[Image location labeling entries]
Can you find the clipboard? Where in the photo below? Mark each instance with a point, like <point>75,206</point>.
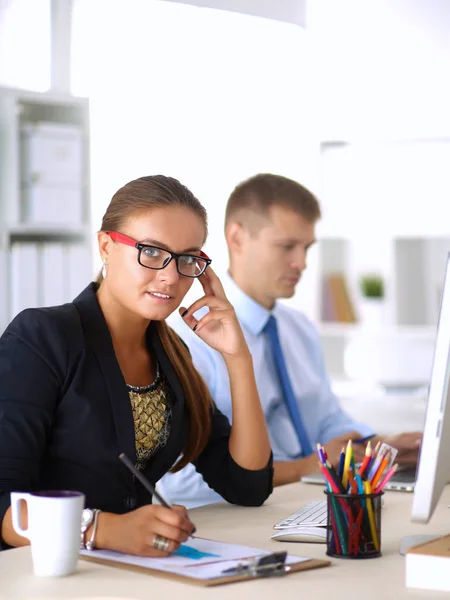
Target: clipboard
<point>257,564</point>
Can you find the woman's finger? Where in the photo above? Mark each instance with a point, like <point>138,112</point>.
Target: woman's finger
<point>213,315</point>
<point>172,518</point>
<point>212,284</point>
<point>150,549</point>
<point>211,302</point>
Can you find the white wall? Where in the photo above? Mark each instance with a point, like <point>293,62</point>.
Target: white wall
<point>207,96</point>
<point>383,67</point>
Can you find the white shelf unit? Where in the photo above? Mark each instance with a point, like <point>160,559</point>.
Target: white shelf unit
<point>67,239</point>
<point>413,272</point>
<point>385,211</point>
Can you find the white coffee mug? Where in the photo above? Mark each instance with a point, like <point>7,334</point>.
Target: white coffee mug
<point>54,526</point>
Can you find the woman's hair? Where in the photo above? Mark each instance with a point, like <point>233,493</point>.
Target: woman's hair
<point>143,194</point>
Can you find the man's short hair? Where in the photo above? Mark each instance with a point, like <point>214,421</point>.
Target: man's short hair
<point>250,201</point>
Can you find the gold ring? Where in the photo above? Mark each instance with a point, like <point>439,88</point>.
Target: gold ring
<point>160,543</point>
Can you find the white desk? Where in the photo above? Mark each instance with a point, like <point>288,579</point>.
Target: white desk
<point>368,579</point>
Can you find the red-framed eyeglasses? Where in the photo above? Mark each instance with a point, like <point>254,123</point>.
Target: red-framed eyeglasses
<point>153,257</point>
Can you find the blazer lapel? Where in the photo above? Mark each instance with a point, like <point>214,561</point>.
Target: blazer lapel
<point>99,339</point>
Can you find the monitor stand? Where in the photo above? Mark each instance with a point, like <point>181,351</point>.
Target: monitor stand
<point>408,541</point>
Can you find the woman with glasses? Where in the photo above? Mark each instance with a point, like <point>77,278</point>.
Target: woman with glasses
<point>84,382</point>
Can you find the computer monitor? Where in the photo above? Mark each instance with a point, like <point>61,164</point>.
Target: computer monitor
<point>433,470</point>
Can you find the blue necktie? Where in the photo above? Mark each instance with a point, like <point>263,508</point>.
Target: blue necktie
<point>288,393</point>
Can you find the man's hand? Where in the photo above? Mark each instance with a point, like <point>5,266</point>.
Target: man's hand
<point>407,444</point>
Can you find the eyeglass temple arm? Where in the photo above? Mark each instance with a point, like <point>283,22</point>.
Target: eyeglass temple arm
<point>121,238</point>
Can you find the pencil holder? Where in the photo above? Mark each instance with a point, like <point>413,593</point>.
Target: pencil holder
<point>354,525</point>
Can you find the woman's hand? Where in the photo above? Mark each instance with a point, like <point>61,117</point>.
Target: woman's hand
<point>219,328</point>
<point>135,532</point>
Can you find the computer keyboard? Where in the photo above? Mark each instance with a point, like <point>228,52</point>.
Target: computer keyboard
<point>314,513</point>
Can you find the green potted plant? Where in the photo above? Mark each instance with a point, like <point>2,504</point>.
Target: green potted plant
<point>372,286</point>
<point>372,305</point>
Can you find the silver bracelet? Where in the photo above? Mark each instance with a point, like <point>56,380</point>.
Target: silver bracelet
<point>90,545</point>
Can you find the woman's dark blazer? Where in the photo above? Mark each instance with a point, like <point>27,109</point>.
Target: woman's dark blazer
<point>65,415</point>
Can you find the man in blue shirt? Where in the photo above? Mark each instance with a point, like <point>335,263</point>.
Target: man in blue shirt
<point>269,227</point>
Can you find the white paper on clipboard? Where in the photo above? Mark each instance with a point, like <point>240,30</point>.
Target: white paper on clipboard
<point>199,558</point>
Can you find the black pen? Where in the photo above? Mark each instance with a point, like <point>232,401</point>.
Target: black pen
<point>145,482</point>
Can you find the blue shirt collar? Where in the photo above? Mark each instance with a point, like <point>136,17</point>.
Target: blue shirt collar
<point>249,312</point>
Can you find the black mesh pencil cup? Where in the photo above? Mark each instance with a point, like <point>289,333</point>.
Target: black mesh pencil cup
<point>354,525</point>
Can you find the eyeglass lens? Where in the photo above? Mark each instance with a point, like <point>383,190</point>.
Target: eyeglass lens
<point>155,258</point>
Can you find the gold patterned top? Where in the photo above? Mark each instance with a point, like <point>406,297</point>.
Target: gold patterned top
<point>152,411</point>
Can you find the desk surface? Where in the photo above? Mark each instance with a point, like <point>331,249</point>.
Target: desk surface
<point>373,578</point>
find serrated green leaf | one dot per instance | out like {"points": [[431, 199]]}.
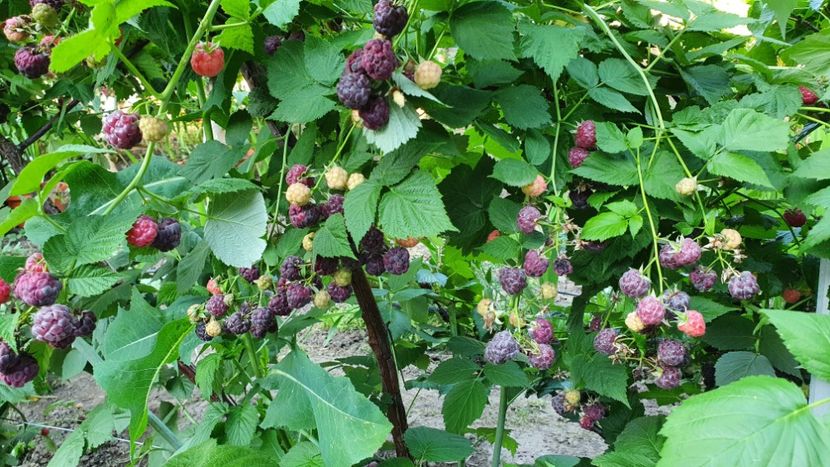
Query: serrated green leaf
{"points": [[235, 226]]}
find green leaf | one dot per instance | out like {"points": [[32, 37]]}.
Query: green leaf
{"points": [[241, 424], [748, 130], [360, 208], [433, 445], [604, 225], [128, 382], [413, 208], [755, 421], [235, 226], [331, 240], [349, 426], [807, 336], [211, 159], [463, 404], [523, 106], [514, 172], [282, 12], [733, 366], [507, 374], [403, 125], [611, 99], [738, 167], [539, 40], [610, 138], [484, 30]]}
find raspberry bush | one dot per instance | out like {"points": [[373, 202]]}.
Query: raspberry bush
{"points": [[594, 204]]}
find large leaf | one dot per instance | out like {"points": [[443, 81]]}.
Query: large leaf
{"points": [[755, 421], [128, 382], [807, 336], [349, 426], [235, 226]]}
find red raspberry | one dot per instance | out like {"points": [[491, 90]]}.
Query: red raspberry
{"points": [[586, 135], [808, 97], [207, 60], [651, 311], [121, 130], [577, 155], [692, 324], [791, 296], [795, 217], [143, 232]]}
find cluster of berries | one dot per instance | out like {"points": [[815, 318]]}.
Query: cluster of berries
{"points": [[163, 235], [33, 58], [52, 323]]}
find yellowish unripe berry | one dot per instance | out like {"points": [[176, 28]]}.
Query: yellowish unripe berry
{"points": [[343, 277], [686, 186], [322, 299], [337, 178], [427, 75], [298, 193], [308, 241], [355, 179], [549, 291]]}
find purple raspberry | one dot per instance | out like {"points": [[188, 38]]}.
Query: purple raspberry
{"points": [[375, 265], [562, 266], [279, 304], [354, 90], [396, 260], [201, 333], [651, 311], [290, 269], [86, 324], [501, 348], [55, 325], [669, 377], [378, 60], [249, 274], [339, 294], [577, 155], [703, 279], [37, 288], [634, 284], [121, 130], [272, 44], [541, 331], [238, 323], [671, 352], [325, 266], [604, 341], [743, 286], [8, 359], [535, 265], [372, 243], [297, 296], [263, 321], [389, 19], [586, 135], [512, 280], [676, 300], [22, 372], [375, 113], [169, 234], [30, 62], [527, 218], [333, 206], [544, 359], [216, 305], [304, 216]]}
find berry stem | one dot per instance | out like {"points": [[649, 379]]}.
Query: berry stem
{"points": [[500, 427]]}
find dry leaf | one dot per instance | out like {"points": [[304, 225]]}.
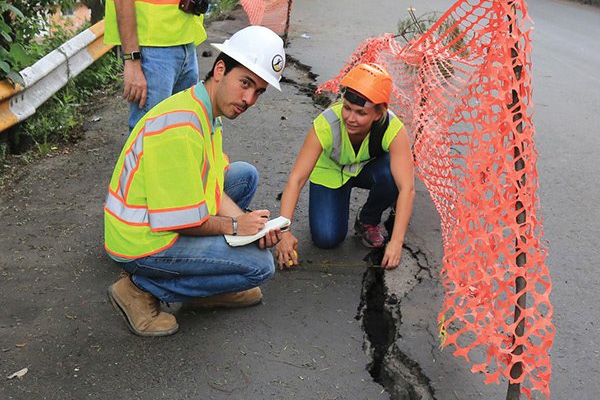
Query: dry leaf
{"points": [[19, 374]]}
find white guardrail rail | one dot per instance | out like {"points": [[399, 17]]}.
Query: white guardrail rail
{"points": [[49, 75]]}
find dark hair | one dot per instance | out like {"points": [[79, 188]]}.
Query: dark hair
{"points": [[230, 64]]}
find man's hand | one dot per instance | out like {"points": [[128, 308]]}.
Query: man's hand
{"points": [[270, 239], [252, 222], [285, 251], [136, 87]]}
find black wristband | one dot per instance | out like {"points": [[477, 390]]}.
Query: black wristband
{"points": [[134, 55]]}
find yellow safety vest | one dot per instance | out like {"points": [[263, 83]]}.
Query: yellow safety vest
{"points": [[338, 162], [169, 176], [160, 23]]}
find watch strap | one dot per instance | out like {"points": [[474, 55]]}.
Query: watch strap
{"points": [[234, 223], [134, 55]]}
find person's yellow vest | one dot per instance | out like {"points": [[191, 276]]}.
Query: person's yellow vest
{"points": [[338, 162], [159, 24], [169, 176]]}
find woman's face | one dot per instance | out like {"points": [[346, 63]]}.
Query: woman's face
{"points": [[357, 119]]}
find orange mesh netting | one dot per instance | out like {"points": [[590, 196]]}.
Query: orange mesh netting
{"points": [[463, 88], [270, 13]]}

[Goal] Output, with no changes, the lines of the material above from the line containing "Can you find the blazer" up to and including the line containing "<point>433,470</point>".

[Reply]
Can you find the blazer lapel? Where in the photo above? Mark each instance with a point, like <point>214,561</point>.
Target: blazer lapel
<point>99,339</point>
Can you find the monitor stand? Where in the photo above? Mark each instance with a point, like <point>181,351</point>.
Target: monitor stand
<point>408,541</point>
Can you find the woman with glasses? Where in the photo above? Mark each instance with a point, like <point>77,278</point>.
Target: woman with glasses
<point>84,382</point>
Can you find the computer monitor? Where in the photo above? Mark each instance with a point, like <point>61,164</point>.
Target: computer monitor
<point>433,470</point>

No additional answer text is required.